▶ _WHAT THIS TASK INVOLVES_
Arrange the records below as a JSON list of strings, one string for each line, with blank lines omitted.

▶ _TASK MATERIAL_
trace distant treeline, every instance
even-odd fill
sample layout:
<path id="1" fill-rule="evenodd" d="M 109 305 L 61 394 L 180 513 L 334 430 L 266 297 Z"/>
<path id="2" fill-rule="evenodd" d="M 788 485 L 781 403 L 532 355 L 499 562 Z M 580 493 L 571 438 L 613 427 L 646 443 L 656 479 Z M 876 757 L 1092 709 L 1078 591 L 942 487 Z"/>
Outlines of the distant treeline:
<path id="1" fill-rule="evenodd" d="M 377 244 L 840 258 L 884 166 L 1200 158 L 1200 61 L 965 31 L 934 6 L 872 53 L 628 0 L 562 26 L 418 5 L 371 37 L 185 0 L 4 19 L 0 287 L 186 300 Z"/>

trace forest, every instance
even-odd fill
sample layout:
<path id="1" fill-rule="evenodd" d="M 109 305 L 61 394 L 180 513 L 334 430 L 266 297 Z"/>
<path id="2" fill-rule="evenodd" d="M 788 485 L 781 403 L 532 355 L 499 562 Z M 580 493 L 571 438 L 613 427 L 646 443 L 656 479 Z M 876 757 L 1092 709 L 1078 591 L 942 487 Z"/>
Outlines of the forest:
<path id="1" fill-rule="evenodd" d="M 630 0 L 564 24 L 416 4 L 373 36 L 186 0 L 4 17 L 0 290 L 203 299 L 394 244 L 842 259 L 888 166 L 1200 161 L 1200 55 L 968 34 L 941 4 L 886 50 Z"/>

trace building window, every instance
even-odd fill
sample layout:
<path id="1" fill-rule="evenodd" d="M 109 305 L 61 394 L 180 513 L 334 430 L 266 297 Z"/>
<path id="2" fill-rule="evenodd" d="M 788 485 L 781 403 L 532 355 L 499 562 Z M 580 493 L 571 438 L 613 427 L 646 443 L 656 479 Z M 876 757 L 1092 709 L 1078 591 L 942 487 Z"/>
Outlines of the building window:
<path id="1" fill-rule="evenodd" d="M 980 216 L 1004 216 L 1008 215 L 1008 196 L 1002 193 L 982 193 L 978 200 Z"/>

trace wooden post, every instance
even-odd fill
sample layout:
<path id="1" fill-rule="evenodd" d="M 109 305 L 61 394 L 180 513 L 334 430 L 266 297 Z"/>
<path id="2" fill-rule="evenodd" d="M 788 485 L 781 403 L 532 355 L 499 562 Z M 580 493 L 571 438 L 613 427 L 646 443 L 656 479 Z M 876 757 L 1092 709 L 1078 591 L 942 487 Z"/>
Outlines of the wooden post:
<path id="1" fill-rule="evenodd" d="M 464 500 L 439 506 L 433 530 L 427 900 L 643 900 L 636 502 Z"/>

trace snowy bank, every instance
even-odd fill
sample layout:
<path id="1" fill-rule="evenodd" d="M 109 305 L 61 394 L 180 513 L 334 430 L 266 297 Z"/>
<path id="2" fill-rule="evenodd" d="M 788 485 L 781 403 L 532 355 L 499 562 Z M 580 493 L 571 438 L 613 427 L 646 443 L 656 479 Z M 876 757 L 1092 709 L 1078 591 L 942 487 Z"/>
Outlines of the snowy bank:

▶ _SOLUTION FOR THIS PROBLEM_
[
  "trace distant treeline, every instance",
  "even-odd fill",
  "sample layout:",
  "<path id=\"1\" fill-rule=\"evenodd\" d=\"M 109 305 L 61 394 L 180 513 L 334 430 L 266 297 Z\"/>",
  "<path id=\"2\" fill-rule=\"evenodd\" d=\"M 788 485 L 781 403 L 532 355 L 499 562 Z M 580 493 L 571 438 L 613 427 L 646 443 L 656 479 Z M 876 757 L 1092 709 L 1078 591 L 942 487 Z\"/>",
  "Outlines of the distant treeline:",
  "<path id=\"1\" fill-rule=\"evenodd\" d=\"M 377 244 L 840 258 L 884 166 L 1200 158 L 1200 61 L 965 31 L 934 6 L 872 53 L 628 0 L 562 26 L 418 5 L 371 37 L 185 0 L 4 19 L 0 287 L 186 300 Z\"/>",
  "trace forest, every instance",
  "even-odd fill",
  "sample layout:",
  "<path id=\"1\" fill-rule=\"evenodd\" d=\"M 109 305 L 61 394 L 180 513 L 334 430 L 266 297 Z\"/>",
  "<path id=\"2\" fill-rule=\"evenodd\" d=\"M 788 485 L 781 403 L 532 355 L 499 562 Z M 580 493 L 571 438 L 613 427 L 646 443 L 656 479 Z M 876 757 L 1092 709 L 1078 591 L 942 487 Z\"/>",
  "Outlines of the forest:",
  "<path id=\"1\" fill-rule=\"evenodd\" d=\"M 630 0 L 564 24 L 416 4 L 373 36 L 186 0 L 4 17 L 0 290 L 203 299 L 394 244 L 842 259 L 888 166 L 1200 161 L 1200 55 L 968 34 L 941 4 L 886 50 Z\"/>",
  "trace building window, every instance",
  "even-odd fill",
  "sample layout:",
  "<path id=\"1\" fill-rule=\"evenodd\" d=\"M 109 305 L 61 394 L 180 513 L 334 430 L 266 297 Z\"/>",
  "<path id=\"2\" fill-rule=\"evenodd\" d=\"M 788 485 L 781 403 L 532 355 L 499 562 Z M 580 493 L 571 438 L 613 427 L 646 443 L 656 479 Z M 876 757 L 1092 709 L 1078 591 L 942 487 Z\"/>",
  "Outlines of the building window:",
  "<path id=\"1\" fill-rule=\"evenodd\" d=\"M 980 216 L 1004 216 L 1008 215 L 1008 196 L 1002 193 L 982 193 L 978 200 Z\"/>",
  "trace wooden post, every instance",
  "even-odd fill",
  "sample layout:",
  "<path id=\"1\" fill-rule=\"evenodd\" d=\"M 109 305 L 61 394 L 180 513 L 334 430 L 266 297 Z\"/>",
  "<path id=\"2\" fill-rule=\"evenodd\" d=\"M 788 485 L 781 403 L 532 355 L 499 562 Z M 580 493 L 571 438 L 613 427 L 646 443 L 656 479 Z M 876 757 L 1092 709 L 1078 591 L 942 487 Z\"/>",
  "Outlines of the wooden post:",
  "<path id=\"1\" fill-rule=\"evenodd\" d=\"M 464 500 L 439 506 L 433 530 L 427 900 L 643 900 L 636 502 Z\"/>",
  "trace snowy bank, every instance",
  "even-odd fill",
  "sample layout:",
  "<path id=\"1\" fill-rule=\"evenodd\" d=\"M 109 305 L 61 394 L 180 513 L 334 430 L 266 297 Z\"/>",
  "<path id=\"2\" fill-rule=\"evenodd\" d=\"M 788 485 L 781 403 L 532 355 L 499 562 Z M 580 493 L 571 438 L 613 427 L 646 443 L 656 479 Z M 876 757 L 1092 709 L 1078 591 L 942 487 Z\"/>",
  "Outlines of the snowy bank:"
]